What the task requires.
Start at the line containing "From the image above, could you locate the railing" and transcribe every line exactly through the end of the records below, and only those lines.

Coordinate annotation entries
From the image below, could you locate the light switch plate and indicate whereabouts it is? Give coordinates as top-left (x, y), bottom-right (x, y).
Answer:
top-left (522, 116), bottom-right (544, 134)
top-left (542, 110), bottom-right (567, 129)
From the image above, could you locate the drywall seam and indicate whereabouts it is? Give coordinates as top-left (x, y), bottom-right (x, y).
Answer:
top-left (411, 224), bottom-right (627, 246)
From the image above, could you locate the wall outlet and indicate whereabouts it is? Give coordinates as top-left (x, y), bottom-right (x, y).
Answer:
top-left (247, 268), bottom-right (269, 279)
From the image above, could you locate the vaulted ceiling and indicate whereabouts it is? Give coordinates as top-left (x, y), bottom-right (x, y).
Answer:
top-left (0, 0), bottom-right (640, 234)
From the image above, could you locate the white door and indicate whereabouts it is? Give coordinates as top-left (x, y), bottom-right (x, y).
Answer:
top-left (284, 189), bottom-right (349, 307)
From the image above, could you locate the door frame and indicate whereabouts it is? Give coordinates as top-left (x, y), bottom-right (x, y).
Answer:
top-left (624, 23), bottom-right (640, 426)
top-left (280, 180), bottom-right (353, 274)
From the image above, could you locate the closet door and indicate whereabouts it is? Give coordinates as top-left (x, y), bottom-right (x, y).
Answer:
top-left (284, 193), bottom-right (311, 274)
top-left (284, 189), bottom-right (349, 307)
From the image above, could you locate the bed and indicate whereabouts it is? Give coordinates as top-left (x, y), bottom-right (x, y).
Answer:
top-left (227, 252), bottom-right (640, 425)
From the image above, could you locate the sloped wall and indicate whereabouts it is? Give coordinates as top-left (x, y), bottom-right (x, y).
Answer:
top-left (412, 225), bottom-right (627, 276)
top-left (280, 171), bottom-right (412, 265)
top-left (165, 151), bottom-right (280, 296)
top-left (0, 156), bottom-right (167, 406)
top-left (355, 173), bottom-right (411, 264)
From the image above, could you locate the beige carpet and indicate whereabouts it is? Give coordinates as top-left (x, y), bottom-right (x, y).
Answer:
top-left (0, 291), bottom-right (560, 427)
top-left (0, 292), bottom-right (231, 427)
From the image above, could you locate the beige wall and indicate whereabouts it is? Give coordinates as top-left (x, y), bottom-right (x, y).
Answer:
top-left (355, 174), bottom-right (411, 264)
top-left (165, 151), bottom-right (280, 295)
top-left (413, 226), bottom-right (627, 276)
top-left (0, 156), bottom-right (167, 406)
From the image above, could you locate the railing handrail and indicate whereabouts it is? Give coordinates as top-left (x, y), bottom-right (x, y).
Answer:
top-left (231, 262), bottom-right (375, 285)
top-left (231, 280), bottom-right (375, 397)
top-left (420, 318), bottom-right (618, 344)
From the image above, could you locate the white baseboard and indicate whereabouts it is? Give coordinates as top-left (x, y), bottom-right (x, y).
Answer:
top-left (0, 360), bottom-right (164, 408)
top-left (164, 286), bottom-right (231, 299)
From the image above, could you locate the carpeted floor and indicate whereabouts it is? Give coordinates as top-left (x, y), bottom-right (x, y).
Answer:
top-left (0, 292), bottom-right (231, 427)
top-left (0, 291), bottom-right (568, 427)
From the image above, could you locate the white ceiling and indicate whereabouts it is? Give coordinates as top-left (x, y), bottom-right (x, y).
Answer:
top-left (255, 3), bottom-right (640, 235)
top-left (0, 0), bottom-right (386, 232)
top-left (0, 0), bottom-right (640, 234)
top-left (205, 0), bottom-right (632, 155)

Reply to the task.
From the image above, could you locate the railing handrail and indicate whereabouts it is? Give coordinates as top-left (x, y), bottom-right (x, y).
Answer:
top-left (231, 262), bottom-right (375, 285)
top-left (231, 280), bottom-right (375, 397)
top-left (420, 318), bottom-right (618, 344)
From the image above, could you locate the white baseboard and indicate whereabouts it is? Give coordinates as top-left (x, y), bottom-right (x, y).
Answer:
top-left (0, 360), bottom-right (164, 408)
top-left (164, 286), bottom-right (231, 299)
From the image above, could you locate the carpeted floor and indicate whereabouts it is? Give coordinates as top-left (x, y), bottom-right (x, y).
Answer:
top-left (0, 292), bottom-right (231, 427)
top-left (0, 291), bottom-right (568, 427)
From the image above, could you locate the white ceiling and indicate whereabouts it is? Give coordinates as top-left (x, y), bottom-right (x, y).
Answer:
top-left (255, 3), bottom-right (640, 235)
top-left (0, 0), bottom-right (386, 232)
top-left (0, 0), bottom-right (640, 234)
top-left (205, 0), bottom-right (632, 155)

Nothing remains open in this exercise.